# [TO DO]
Your task is to transcribe the entries below exactly, beginning with the line containing "Practice step: indicate the dark wood" and ending with the final line, and to add nothing else.

# [TASK INPUT]
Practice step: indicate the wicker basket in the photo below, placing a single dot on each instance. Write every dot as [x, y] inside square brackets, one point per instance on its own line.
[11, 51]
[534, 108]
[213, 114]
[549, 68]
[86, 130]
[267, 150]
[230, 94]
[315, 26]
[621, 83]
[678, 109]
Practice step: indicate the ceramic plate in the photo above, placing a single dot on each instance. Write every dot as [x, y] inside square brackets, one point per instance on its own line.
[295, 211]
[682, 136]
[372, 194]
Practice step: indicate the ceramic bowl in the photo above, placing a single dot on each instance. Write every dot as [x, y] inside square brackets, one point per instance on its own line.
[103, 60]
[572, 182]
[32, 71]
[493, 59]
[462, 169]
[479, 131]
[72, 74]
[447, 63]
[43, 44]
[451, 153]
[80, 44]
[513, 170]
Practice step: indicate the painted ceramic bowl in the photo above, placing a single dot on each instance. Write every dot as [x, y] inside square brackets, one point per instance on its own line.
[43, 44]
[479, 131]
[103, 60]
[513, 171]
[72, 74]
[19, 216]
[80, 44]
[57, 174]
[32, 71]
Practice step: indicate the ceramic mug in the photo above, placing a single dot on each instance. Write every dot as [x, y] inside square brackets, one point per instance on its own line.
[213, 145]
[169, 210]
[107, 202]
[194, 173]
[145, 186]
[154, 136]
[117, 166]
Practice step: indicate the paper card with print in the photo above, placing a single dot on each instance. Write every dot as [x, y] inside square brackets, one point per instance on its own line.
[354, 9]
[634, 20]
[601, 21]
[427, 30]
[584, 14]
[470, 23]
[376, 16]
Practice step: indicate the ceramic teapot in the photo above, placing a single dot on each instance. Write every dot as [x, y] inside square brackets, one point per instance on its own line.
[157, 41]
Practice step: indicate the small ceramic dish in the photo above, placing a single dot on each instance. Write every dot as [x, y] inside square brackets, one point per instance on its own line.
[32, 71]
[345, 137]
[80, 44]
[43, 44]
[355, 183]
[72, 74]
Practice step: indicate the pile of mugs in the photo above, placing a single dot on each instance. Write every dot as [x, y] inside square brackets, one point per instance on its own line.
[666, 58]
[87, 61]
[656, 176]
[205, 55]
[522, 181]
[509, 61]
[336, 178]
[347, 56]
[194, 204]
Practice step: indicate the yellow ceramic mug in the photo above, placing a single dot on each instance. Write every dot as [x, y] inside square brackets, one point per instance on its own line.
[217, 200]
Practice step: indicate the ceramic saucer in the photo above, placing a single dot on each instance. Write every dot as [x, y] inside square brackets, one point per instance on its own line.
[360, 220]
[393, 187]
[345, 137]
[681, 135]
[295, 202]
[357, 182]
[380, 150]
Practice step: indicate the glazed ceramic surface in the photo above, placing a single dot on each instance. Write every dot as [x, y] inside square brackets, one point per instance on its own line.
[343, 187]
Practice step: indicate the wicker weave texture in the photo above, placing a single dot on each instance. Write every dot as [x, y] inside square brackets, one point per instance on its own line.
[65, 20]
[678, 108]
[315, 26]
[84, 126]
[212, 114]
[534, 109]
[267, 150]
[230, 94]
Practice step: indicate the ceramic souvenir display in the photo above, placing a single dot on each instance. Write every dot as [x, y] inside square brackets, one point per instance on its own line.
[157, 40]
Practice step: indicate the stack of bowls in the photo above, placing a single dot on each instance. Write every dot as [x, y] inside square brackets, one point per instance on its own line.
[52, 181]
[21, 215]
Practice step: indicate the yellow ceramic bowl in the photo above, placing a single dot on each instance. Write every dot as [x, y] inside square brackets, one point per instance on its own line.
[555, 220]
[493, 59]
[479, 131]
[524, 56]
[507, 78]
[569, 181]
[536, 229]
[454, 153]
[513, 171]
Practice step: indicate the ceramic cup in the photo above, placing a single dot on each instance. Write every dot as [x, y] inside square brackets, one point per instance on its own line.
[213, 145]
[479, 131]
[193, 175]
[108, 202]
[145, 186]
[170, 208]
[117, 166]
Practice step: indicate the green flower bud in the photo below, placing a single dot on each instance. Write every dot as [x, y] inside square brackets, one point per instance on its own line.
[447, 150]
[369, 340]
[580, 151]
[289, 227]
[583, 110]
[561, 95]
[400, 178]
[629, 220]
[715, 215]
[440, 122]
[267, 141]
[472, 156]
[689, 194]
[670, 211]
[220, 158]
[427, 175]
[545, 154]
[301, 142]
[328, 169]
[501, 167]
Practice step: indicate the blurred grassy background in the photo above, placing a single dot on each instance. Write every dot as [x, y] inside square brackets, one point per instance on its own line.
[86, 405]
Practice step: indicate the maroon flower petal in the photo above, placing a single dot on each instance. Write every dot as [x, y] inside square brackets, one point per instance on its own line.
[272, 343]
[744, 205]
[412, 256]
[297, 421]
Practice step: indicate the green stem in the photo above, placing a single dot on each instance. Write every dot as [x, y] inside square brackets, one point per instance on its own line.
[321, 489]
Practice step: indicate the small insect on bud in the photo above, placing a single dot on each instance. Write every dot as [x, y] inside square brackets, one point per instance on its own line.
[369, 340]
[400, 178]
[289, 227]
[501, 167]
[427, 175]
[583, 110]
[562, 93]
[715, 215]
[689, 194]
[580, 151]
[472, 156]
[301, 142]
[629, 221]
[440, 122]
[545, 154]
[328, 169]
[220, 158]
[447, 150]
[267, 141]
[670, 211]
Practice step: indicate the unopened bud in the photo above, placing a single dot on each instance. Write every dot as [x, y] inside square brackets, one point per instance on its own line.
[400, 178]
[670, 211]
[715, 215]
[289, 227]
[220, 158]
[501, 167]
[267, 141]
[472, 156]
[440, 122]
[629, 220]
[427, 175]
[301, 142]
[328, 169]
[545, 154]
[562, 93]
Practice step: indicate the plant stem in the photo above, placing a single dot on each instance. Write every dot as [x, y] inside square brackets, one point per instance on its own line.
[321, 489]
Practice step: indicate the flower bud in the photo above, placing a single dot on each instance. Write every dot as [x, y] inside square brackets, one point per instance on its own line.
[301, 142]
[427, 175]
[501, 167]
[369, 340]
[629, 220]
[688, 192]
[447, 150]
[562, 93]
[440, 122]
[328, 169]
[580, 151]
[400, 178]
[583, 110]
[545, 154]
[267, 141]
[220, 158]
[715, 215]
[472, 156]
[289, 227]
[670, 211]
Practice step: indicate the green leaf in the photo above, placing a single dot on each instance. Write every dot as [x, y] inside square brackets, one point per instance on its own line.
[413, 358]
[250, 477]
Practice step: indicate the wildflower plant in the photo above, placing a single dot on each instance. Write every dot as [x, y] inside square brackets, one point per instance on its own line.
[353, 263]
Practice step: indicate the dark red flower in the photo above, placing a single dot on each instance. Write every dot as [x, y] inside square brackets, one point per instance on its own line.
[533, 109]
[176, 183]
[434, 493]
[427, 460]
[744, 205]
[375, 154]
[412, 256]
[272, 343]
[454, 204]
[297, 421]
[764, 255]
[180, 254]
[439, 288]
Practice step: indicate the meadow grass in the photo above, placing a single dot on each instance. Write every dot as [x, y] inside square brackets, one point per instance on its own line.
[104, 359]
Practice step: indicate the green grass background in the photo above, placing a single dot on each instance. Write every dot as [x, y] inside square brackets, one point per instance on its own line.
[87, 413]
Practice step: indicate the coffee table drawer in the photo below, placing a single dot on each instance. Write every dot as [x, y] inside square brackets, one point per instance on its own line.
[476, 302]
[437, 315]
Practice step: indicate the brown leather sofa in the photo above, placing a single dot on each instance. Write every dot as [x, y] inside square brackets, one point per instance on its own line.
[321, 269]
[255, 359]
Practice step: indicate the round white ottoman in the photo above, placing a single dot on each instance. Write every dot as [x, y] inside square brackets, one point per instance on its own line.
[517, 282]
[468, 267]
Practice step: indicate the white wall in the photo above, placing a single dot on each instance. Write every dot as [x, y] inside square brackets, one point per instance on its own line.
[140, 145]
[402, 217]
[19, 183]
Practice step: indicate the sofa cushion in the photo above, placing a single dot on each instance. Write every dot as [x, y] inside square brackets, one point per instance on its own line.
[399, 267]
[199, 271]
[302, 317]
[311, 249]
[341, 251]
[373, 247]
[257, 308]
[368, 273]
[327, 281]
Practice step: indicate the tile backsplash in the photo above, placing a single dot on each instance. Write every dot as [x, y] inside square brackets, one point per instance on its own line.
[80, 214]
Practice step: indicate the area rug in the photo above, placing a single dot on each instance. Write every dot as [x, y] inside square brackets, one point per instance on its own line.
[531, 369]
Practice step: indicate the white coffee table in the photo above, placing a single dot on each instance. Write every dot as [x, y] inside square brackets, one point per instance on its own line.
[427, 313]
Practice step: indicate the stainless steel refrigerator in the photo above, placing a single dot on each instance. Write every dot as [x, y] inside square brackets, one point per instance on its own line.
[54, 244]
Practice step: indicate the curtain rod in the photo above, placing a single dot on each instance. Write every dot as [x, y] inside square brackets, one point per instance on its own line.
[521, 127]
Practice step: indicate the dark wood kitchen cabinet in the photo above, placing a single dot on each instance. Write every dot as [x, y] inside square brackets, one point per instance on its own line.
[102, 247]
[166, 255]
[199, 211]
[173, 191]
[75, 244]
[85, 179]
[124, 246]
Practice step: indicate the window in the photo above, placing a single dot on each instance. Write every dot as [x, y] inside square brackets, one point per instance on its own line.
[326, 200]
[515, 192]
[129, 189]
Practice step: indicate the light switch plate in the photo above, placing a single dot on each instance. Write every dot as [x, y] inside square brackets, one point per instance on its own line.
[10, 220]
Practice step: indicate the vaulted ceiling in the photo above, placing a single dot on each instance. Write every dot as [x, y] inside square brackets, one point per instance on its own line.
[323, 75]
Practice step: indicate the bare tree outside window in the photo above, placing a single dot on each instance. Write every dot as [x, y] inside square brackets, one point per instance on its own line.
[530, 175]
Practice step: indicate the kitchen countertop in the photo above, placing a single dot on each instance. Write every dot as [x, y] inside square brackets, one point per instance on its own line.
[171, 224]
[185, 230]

# [COMPLETED EXERCISE]
Practice step: indicate the dark wood kitchen cabinet in the photo above, placing a single dot on each instance. Write every dot as [x, y] inside square brackets, one point per instance on its own line.
[102, 247]
[166, 255]
[199, 211]
[173, 191]
[75, 244]
[85, 179]
[124, 246]
Practice step: indicate the window in the photo above, placing a single dot on each instance. Write every dot as [x, y] inside square brackets, one point per instance on its own line.
[326, 200]
[515, 192]
[129, 189]
Practice step: indicate the light switch plate in the photo above, placing a single dot on each instance. Write every dot as [x, y] inside square brackets, one point per instance on its own line.
[10, 220]
Practice step: indicate the vaulted ceiling in the photo above, placing a single dot on each instance. Write every dot as [x, y] inside square brackets, one point per instance on its own line.
[323, 75]
Practice step: indicate the bare tree outside window in the photo above, placing a single dot on each instance. Write every dot as [x, y] inside square brackets, one point per instance on its own line.
[530, 175]
Practice step: indicate the kitchen countertop in the photo above, placing a single dot on each instance. Write every dot as [x, y] inside square brackets, one point per instance on its own line.
[171, 224]
[185, 230]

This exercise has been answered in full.